O século XV foi marcado pelas grandes navegações. As conseqüências disso todos sabemos. No dia 22 de abril de 1500 (pelo menos segundo uma data oficial) a esquadra comandada pelo navegante português Pedro Álvares Cabral chegou à uma nova terra. Nesse novo lugar eles encontraram uma diversidade muito grande na fauna e na flora. Encontraram uma árvore com o caule muito macio e vermelho, tão vermelho que parecia até estar pegando fogo, era como uma madeira em brasa, por isso o nome de pau de brasa ou pau-brasil. Como vocês sabem, esse lugar em que os portugueses chegaram era a Terra Brasilis (devido à abundância da tal árvore) ou, colocando em termos atuais, o Brasil, nosso país.

Sim, até aí tudo bem. Isso todo mundo aprendeu na escola, não é novidade para ninguém. Mas, e antes disso o que aconteceu? O descobrimento da América1, como nós aprendemos na escola, por Cristóvão Colombo em 14922. Mas e antes ainda? Será que também havia desbravadores navegando pelos mares em busca de novas terras? A resposta é sim. E muito antes de Colombo, alguns vikings chegaram à América, por volta do ano 1000. Então imaginem só se a versão oficial da história adotada fosse outra e ouvíssemos a pergunta: "Quem descobriu a Vinlâdia?", (já que a América não teria esse nome, pois o nome foi atribuído em homenagem a Américo Vespúcio e Vinland era o nome atribuído ao nosso continente pelos vikings), sem pestanejar, responderíamos "Leiv Eirikson!". Pode parecer estranho agora, mas se tivéssemos aprendido assim, seria tão natural quanto a resposta "Cristóvão Colombo".

Os portugueses e os espanhóis conseguiram progressos consideráveis na navegação graças à alguns instrumentos de orientação inventados no próprio século XV, como o astrolábio, a balestilha, o quadrante etc e também pela utilização das caravelas. Mas como os vikings se orientavam para cruzar o atlântico se esses instrumentos ainda não tinha sido inventados?

Antes de falar dos vikings, vou falar um pouco de como era a orientação e a navegação dos portugueses. A vantagem da caravela sobre os outros tipos de embarcações existentes na época era o fato de as velas da caravela serem triangulares, o que possibilitava manobras mais rápidas no mar.

Registros do conjunto de dados de apontamento
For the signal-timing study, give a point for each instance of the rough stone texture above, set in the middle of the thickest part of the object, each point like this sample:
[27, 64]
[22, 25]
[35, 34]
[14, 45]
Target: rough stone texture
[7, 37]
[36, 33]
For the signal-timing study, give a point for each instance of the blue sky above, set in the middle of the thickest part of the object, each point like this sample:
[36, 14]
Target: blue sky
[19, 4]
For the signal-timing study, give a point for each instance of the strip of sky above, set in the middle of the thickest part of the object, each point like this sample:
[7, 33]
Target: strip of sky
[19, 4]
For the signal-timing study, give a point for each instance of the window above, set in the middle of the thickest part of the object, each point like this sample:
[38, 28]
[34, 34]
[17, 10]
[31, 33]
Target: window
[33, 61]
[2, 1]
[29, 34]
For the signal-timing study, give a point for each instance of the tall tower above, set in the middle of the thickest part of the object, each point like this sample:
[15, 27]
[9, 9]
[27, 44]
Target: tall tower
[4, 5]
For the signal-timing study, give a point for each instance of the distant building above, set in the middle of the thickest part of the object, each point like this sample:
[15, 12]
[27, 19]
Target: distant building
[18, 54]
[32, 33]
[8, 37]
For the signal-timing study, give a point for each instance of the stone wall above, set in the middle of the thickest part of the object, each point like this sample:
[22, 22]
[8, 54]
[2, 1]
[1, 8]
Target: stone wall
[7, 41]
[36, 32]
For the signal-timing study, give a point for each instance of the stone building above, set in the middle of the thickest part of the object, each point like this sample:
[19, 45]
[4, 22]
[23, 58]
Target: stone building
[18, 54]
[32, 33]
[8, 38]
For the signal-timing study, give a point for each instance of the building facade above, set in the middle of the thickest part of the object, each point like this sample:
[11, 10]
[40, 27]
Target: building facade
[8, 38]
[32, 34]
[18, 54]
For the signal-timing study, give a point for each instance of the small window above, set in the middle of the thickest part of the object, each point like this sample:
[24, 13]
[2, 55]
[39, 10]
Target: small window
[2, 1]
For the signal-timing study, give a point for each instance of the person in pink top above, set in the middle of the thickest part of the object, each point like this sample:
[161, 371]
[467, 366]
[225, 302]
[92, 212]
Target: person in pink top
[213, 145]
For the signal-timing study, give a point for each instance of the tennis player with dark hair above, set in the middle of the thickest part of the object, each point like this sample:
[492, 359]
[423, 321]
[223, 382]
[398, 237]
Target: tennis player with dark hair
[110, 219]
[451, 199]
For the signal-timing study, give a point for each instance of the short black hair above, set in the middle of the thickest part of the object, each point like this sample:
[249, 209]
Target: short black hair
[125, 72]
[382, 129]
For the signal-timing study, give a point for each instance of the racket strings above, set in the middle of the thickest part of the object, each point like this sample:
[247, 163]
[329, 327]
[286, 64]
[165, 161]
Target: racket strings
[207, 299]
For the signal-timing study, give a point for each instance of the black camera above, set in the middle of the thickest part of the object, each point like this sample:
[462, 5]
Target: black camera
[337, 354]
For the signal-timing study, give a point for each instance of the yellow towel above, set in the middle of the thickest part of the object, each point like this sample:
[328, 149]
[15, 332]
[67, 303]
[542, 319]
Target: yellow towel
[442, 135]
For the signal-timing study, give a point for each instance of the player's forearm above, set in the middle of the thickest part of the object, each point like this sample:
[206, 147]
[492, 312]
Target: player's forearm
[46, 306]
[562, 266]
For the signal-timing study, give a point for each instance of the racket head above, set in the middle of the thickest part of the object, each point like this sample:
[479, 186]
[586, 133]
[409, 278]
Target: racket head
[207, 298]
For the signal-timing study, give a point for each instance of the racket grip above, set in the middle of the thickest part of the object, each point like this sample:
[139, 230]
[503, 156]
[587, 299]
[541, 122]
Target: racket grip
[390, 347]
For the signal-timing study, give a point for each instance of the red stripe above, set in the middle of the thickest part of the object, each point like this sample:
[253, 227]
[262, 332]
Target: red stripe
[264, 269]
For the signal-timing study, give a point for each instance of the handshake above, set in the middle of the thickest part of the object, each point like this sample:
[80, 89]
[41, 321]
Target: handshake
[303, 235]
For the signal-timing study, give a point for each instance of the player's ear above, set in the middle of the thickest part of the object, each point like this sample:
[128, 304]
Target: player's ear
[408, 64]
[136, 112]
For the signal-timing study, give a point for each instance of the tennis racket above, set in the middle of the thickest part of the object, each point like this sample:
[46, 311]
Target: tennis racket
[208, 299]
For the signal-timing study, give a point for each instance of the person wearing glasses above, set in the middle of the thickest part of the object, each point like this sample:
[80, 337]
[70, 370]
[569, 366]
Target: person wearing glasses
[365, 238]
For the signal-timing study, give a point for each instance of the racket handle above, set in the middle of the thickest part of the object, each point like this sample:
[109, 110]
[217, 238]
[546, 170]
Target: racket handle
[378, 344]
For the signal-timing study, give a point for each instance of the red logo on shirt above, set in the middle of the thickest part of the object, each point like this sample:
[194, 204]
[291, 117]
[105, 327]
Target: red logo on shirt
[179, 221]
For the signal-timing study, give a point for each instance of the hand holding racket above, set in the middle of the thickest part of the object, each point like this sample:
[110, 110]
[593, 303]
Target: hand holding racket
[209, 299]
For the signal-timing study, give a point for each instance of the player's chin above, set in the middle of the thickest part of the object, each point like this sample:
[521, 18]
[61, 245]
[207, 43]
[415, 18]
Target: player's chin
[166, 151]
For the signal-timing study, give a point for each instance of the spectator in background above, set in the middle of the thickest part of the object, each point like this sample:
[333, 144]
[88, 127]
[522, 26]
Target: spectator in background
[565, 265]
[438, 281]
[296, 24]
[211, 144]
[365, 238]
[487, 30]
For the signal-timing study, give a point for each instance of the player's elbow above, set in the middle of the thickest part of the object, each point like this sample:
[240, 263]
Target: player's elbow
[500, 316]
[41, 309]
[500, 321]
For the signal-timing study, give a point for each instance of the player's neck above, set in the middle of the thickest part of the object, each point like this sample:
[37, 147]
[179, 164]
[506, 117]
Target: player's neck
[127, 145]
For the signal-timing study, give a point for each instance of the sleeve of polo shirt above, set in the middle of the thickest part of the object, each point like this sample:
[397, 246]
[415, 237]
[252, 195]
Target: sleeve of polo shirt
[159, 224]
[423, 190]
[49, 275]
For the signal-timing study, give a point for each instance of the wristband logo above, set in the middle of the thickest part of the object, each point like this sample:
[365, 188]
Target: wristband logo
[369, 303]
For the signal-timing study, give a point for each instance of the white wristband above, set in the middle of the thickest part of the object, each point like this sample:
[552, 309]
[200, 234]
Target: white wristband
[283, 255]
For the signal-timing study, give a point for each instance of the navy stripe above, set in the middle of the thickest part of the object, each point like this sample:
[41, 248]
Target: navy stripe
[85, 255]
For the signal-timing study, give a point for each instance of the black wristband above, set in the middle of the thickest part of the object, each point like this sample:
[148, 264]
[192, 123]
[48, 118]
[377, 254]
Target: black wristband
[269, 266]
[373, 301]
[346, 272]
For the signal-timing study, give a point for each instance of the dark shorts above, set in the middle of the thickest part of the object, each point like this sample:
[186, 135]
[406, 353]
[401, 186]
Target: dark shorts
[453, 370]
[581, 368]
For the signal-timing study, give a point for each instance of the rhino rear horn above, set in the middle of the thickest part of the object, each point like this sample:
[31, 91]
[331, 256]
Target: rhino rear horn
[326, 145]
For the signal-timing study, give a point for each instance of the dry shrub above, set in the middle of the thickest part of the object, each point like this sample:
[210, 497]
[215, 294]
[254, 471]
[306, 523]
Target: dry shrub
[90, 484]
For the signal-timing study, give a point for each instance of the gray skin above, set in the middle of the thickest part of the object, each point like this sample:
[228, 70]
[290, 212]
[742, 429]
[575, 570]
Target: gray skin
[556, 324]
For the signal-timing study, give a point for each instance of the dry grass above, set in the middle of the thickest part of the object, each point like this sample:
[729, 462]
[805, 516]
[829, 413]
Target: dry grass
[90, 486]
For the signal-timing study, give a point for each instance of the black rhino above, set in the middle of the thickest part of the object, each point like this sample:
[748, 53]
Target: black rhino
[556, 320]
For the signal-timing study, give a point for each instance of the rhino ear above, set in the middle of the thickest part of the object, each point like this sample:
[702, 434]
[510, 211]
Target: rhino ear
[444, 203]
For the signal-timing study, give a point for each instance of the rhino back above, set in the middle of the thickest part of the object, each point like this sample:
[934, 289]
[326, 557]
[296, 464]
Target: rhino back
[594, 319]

→ **Exercício proposto A**: No texto sobre as grandes navegações, qual era a vantagem da caravela sobre as outras embarcações da época?
→ **Exercício proposto B**: Reescreva o trecho do texto sobre as grandes navegações que vai de "Os portugueses e" até "rápidas no mar.", inclusive, substituindo "triangulares" por "quadradas".
→ **Exercício proposto C**: Retome o texto sobre as grandes navegações e continue a escrita a partir da última frase apresentada.
A listagem é um material à parte, independente do texto.

→ **Resultado do exercício A**: Suas velas eram triangulares, o que possibilitava manobras mais rápidas no mar.

→ **Resultado do exercício B**:
Os portugueses e os espanhóis conseguiram progressos consideráveis na navegação graças à alguns instrumentos de orientação inventados no próprio século XV, como o astrolábio, a balestilha, o quadrante etc e também pela utilização das caravelas. Mas como os vikings se orientavam para cruzar o atlântico se esses instrumentos ainda não tinha sido inventados?

Antes de falar dos vikings, vou falar um pouco de como era a orientação e a navegação dos portugueses. A vantagem da caravela sobre os outros tipos de embarcações existentes na época era o fato de as velas da caravela serem quadradas, o que possibilitava manobras mais rápidas no mar.

→ **Resultado do exercício C**:
O astrolábio é uma circunferência graduada que serve para medir ângulos, mais ou menos como um transferidor. Mas na época, ele era utilizado para fazer um processo chamado de "pesagem do sol", não que eles realmente pesassem o sol, mas, com esse procedimento, eles conseguiam através da sombra do sol projetada no chão determinar a latitude em que se encontravam.

A balestilha era um instrumento utilizado para determinar a altura (angular) em que as estrelas se encontravam.

Com isso, os portugueses conseguia se orientar razoavelmente no mar e acabaram chegando aqui no nosso Brasil. Nos contatos que tiveram com os índios puderam ensinar e aprender muitas coisas. Aprenderam que os índios também olhavam para o céu e que tinham suas próprias lendas e mitos relacionados ao céu. Uma constelação era muito especial para os índios. Nela eles imaginavam a pata de uma grande ema. Mas os portugueses, influenciados pela sua religião cristã, viram na mesma região do céu a figura de uma perfeita cruz: o Cruzeiro do Sul.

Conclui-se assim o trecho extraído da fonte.